А ведь те же Мюррей и Эллисон могли бы рассказать Лотту о том, что "черная антисоциальная сфера" - и не такая уж скудная - действительно существует; более того, она издавна была сугубо консервативной. Лотт полностью игнорирует тот неудобный для себя факт, что значительная часть афроамериканцев позиционирует себя по правую, а не по левую сторону от либерального мейнстрима. Хотя они редко голосуют за республиканцев, но, согласно данным Объединенного центра политических и экономических исследований (Joint Center for Political and Economic Studies), примерно тридцать процентов афроамериканцев называли себя консерваторами в период от 1992 до 1997 года. К 2000 году число таких людей даже немного возросло, до 31 процента. Анализ отношения черного населения Америки к политически спорным проблемам убедительно подтверждает эти данные. Согласно недавним опросам Института Гэллапа, около 60 процентов афроамериканцев выступают за смертную казнь; 85 процентов поддерживают право на выбор школы; 46 процентов против легализации гомосексуальных отношений; 73 процента за то, чтобы аборты не производились без согласия родителей; и 77 процентов афроамериканцев полагают, что меньшинствам не должны предоставлять преференций в целях компенсации прежней дискриминации.

Готов побиться об заклад, что Лотту прекрасно известны эти данные: в этом и сказывается его цинизм. Ведь, в сущности, он выступает за политику идентификации исключительно из прагматических соображений: потому что она работает и приносит свои плоды. Просто в сегодняшней Америке более эффективно разыгрывать расовую карту, чем классовую, - вот вам и все объяснение. Я не стал бы упрекать Лотта за столь шкурнический, инструменталистский подход, если бы он был вожаком масс или политическим активистом. Но от интеллектуалов - даже тех, которые придерживаются радикально-эгалитаристских взглядов, - ожидают несколько иного: предполагается, что они долго и тщательно анализируют предмет своего рассмотрения и не отмахиваются от фактов, которые не вписываются в их схемы или вступают в противоречие с их политическими фантазиями. Если подойти к теме, руководствуясь такими критериями, выяснится, что заигрывание с экстремальными формами политики идентичности могут обернуться катастрофой не только для левых, но и для всей страны в целом.

Лотт считает себя не только профессором, но и политическим деятелем: он прямо говорит об этом в эпилоге книги. Он рассказывает здесь историю кампании за повышение оплаты труда и улучшение условий жизни рабочих, преимущественно чернокожих, обслуживавших кампус, которая была проведена Группой трудовых действий университета Вирджинии (University of Virginia's Labor Action Group). Разумеется, цель была поставлена достойная, но используемые Лоттом мелодраматические художественные средства - все эти жалобы на "невообразимую нищету и отчаяние, которые приводят к мысли о фундаментальной несправедливости существующей системы", - гораздо лучше подошли бы для описания ночлежки времен Эптона Синклера, чем жизни секретарши или даже судомойки элитного университета. Приходилось ли самому товарищу Лотту заниматься подобной работой? Боюсь, что нет.

______

Воспроизведите дословно часть отрывка о книге Лотта: всё от слов «Лотт считает себя» вниз до слов «Боюсь, что нет.» включительно.

Исходные данные —

______

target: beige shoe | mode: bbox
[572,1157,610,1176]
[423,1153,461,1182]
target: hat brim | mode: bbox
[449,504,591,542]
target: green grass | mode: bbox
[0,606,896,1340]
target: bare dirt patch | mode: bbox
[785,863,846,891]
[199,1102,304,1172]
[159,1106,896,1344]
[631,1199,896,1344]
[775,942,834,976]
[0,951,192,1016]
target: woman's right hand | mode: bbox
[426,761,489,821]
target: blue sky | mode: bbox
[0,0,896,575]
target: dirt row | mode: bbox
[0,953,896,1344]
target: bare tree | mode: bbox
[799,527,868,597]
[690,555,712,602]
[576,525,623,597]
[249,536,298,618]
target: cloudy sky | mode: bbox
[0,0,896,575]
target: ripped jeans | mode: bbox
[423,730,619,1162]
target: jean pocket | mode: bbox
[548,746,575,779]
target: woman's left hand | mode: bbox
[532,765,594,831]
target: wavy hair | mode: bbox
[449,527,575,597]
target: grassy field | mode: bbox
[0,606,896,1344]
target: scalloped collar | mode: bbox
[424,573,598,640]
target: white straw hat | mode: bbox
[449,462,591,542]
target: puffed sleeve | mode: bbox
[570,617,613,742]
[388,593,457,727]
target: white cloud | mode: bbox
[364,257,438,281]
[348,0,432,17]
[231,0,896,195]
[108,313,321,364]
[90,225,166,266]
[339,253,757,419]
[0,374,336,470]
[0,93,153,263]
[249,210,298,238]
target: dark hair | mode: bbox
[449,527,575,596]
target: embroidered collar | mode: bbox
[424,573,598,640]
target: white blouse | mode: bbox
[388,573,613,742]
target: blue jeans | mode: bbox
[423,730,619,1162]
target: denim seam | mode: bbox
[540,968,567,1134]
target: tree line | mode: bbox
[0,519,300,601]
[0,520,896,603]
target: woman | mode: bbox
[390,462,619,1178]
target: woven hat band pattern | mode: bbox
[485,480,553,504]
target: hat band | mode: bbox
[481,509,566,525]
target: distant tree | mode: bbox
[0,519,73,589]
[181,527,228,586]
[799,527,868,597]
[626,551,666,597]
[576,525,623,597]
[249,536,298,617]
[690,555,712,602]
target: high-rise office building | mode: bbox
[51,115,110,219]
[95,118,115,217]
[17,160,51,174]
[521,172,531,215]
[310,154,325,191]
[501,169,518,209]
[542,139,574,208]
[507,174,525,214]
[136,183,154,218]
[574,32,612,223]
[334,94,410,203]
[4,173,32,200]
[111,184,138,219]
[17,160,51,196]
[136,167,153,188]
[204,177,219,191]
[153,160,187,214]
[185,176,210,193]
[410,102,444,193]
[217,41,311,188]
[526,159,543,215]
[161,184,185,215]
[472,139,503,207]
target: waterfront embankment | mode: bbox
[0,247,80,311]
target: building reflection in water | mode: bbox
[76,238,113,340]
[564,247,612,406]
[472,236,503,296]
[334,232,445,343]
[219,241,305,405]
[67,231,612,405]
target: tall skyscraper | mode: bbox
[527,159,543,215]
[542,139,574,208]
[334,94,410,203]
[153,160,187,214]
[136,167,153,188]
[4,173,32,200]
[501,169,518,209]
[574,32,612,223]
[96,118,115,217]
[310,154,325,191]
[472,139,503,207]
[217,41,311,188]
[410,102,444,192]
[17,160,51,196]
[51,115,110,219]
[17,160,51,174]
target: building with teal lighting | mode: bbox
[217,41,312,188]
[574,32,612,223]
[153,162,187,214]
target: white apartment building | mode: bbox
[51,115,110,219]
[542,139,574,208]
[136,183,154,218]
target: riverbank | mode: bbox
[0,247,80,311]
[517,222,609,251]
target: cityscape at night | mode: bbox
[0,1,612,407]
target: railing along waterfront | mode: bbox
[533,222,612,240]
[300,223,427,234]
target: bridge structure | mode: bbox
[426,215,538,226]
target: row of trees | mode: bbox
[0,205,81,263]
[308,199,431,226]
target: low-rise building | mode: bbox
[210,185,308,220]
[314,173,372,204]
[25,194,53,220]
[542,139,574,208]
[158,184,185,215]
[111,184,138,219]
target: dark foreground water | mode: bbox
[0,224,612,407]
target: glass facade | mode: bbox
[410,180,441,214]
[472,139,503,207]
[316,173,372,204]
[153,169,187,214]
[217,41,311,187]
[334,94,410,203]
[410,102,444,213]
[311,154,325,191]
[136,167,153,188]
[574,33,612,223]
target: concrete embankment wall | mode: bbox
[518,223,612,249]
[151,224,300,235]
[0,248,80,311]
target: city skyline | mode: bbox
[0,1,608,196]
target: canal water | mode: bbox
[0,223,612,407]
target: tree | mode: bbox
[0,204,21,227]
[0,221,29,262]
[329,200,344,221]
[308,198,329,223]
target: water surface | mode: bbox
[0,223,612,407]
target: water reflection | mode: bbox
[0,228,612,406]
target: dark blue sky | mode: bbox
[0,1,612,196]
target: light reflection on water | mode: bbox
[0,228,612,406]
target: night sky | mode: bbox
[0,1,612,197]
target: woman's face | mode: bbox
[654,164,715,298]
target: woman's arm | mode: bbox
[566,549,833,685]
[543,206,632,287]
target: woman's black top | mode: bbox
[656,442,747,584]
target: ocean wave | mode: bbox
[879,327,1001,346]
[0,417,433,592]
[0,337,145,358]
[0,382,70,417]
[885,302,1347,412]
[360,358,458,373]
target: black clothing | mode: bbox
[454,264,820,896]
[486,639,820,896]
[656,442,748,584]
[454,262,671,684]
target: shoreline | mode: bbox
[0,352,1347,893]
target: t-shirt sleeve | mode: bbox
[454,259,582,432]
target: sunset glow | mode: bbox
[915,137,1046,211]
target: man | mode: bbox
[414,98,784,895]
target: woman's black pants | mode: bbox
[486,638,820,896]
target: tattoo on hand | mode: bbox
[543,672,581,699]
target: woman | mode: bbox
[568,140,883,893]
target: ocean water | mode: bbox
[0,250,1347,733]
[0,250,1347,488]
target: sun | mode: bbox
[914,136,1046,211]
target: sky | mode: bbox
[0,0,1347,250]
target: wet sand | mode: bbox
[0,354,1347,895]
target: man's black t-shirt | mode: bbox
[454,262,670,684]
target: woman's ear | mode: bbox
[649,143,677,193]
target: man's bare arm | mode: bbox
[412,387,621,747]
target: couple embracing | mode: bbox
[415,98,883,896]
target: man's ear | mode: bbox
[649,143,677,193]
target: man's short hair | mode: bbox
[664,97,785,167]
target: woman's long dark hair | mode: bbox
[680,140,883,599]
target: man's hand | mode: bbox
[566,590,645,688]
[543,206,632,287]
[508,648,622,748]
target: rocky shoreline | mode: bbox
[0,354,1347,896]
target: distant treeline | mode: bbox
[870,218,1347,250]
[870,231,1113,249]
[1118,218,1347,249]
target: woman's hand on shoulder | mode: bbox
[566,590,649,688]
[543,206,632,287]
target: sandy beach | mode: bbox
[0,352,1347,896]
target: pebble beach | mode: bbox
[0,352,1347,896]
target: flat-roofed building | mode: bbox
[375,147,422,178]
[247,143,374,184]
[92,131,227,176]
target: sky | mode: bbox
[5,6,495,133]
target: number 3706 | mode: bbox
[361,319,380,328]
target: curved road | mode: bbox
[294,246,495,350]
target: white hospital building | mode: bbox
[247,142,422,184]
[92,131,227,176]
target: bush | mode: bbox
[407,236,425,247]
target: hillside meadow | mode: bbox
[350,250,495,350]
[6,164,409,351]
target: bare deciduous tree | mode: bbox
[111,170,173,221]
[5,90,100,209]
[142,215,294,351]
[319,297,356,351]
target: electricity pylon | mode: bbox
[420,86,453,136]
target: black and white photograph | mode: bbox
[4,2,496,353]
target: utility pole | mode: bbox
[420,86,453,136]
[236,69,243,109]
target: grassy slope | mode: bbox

______

Результат —
Лотт считает себя не только профессором, но и политическим деятелем: он прямо говорит об этом в эпилоге книги. Он рассказывает здесь историю кампании за повышение оплаты труда и улучшение условий жизни рабочих, преимущественно чернокожих, обслуживавших кампус, которая была проведена Группой трудовых действий университета Вирджинии (University of Virginia's Labor Action Group). Разумеется, цель была поставлена достойная, но используемые Лоттом мелодраматические художественные средства - все эти жалобы на "невообразимую нищету и отчаяние, которые приводят к мысли о фундаментальной несправедливости существующей системы", - гораздо лучше подошли бы для описания ночлежки времен Эптона Синклера, чем жизни секретарши или даже судомойки элитного университета. Приходилось ли самому товарищу Лотту заниматься подобной работой? Боюсь, что нет.